WHAT IS REQUIRED: Reproduce every one of the rows below without changing a word, but omit the pictures.

INFORMATION SHOWN:

--------------------------------------------------

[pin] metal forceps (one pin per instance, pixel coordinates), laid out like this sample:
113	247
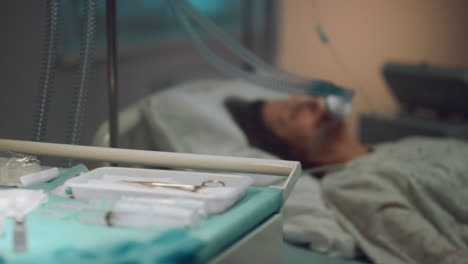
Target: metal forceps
183	187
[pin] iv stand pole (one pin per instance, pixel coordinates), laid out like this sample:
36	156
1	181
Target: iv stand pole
113	96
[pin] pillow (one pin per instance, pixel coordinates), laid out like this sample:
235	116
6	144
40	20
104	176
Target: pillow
191	118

--------------------------------------------------

COMPLETE ANSWER:
[pin] metal forceps (one pin per instance, pixel coordinates), laid out like this sample:
113	247
Target: metal forceps
183	187
[pin] iv stand pole (one pin per instance, pixel coordinates), laid out like this sample:
36	156
1	181
Target: iv stand pole
113	96
[pin] pillow (one pin per instance, pixel coordinates), laid out like this sample:
235	116
6	144
40	20
104	176
Target: pillow
191	118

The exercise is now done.